[Collection entries]
+++

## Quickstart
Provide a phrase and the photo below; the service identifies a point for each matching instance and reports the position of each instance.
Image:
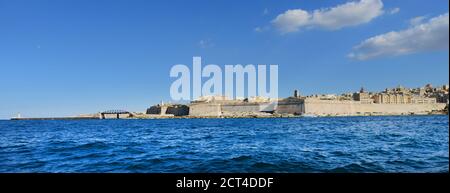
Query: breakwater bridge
(114, 112)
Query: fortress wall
(240, 108)
(205, 109)
(355, 108)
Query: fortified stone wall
(240, 108)
(355, 108)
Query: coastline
(230, 116)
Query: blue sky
(61, 58)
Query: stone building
(363, 97)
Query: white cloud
(394, 11)
(348, 14)
(428, 36)
(417, 20)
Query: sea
(375, 144)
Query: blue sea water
(328, 144)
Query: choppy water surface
(340, 144)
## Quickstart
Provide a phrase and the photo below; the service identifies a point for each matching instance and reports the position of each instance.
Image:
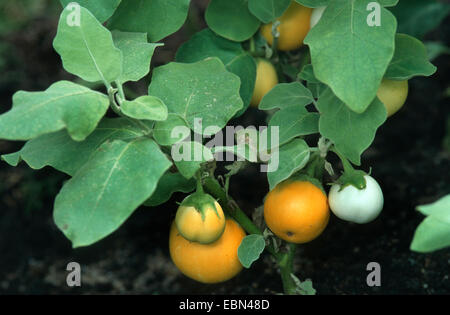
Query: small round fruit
(393, 95)
(200, 218)
(296, 211)
(266, 79)
(293, 28)
(357, 205)
(208, 263)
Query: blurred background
(410, 158)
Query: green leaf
(250, 249)
(203, 91)
(313, 3)
(410, 59)
(102, 9)
(188, 157)
(307, 74)
(287, 160)
(67, 155)
(293, 122)
(145, 107)
(231, 19)
(87, 50)
(352, 133)
(137, 54)
(62, 105)
(168, 185)
(434, 231)
(293, 119)
(118, 178)
(285, 95)
(165, 132)
(157, 18)
(303, 287)
(435, 49)
(388, 3)
(430, 13)
(206, 44)
(349, 55)
(268, 10)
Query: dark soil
(407, 158)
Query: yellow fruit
(296, 211)
(208, 263)
(393, 95)
(293, 28)
(266, 79)
(200, 218)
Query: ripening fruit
(393, 95)
(208, 263)
(296, 211)
(357, 205)
(293, 28)
(200, 218)
(266, 79)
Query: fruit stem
(348, 168)
(213, 187)
(286, 264)
(285, 260)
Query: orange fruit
(208, 263)
(296, 211)
(266, 79)
(200, 218)
(393, 95)
(293, 28)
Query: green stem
(285, 260)
(230, 206)
(120, 89)
(348, 168)
(286, 264)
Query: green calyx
(354, 178)
(350, 176)
(200, 202)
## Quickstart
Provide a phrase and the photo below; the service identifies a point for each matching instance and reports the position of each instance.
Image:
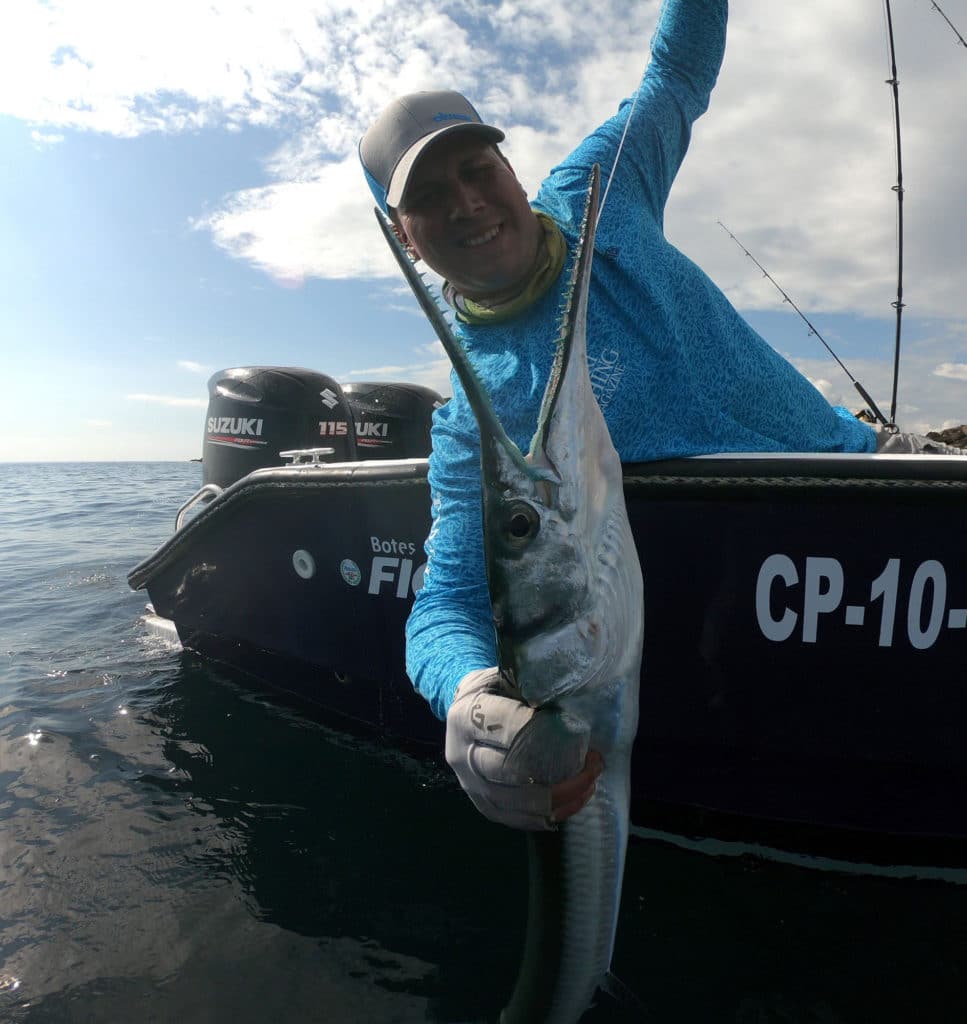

+++

## Stated problem
Reproduce all of the records above, substituting "Prompt" for each occurrence of "Query" and changing nothing else. Omit the pictures.

## Problem solution
## Quickstart
Provide a phrase and the photo below; the service identifies a point for each matching instance and reports the position of each instance.
Image:
Prompt: breakwater bridge
(114, 112)
Prompt: fortress wall
(240, 108)
(205, 109)
(355, 108)
Prompt: fortified stone wall
(240, 108)
(355, 108)
Prompt: coastline
(230, 116)
Prompt: blue sky
(61, 58)
Prompt: stone building
(363, 97)
Prompt: white cloud
(394, 11)
(348, 14)
(428, 36)
(417, 20)
Prompt: sea
(375, 144)
Prompt: blue sea water
(328, 144)
Prompt: choppy water surface
(340, 144)
## Quickstart
Provide a phrase and the photo below; the service identifies a point for each matching instance and reports the position of each instance.
Image:
Prompt: small round fruit
(393, 95)
(200, 218)
(296, 211)
(266, 79)
(293, 28)
(357, 205)
(208, 263)
Prompt: blurred background
(410, 158)
Prompt: green leaf
(250, 249)
(203, 91)
(313, 3)
(410, 59)
(102, 9)
(188, 157)
(307, 74)
(287, 160)
(67, 155)
(293, 122)
(145, 107)
(231, 19)
(87, 50)
(352, 133)
(137, 54)
(62, 105)
(168, 185)
(434, 231)
(293, 119)
(118, 178)
(285, 95)
(165, 132)
(157, 18)
(303, 287)
(435, 49)
(388, 3)
(430, 13)
(206, 44)
(349, 55)
(268, 10)
Prompt: dark soil
(407, 158)
Prompt: yellow fruit
(296, 211)
(208, 263)
(393, 95)
(293, 28)
(266, 79)
(200, 218)
Prompt: ripening fruit
(393, 95)
(208, 263)
(296, 211)
(357, 205)
(293, 28)
(200, 218)
(266, 79)
Prompt: fruit stem
(348, 168)
(213, 187)
(286, 264)
(285, 260)
Prompt: orange fruit
(208, 263)
(296, 211)
(266, 79)
(200, 218)
(393, 95)
(293, 28)
Prompt: green stem
(285, 260)
(230, 206)
(120, 89)
(348, 168)
(286, 264)
Prompt: green calyx
(354, 178)
(350, 176)
(200, 202)
## Quickstart
Provide a phrase and the photo below; the service identifies a point for each matching instance and reports the position of each instance.
Image:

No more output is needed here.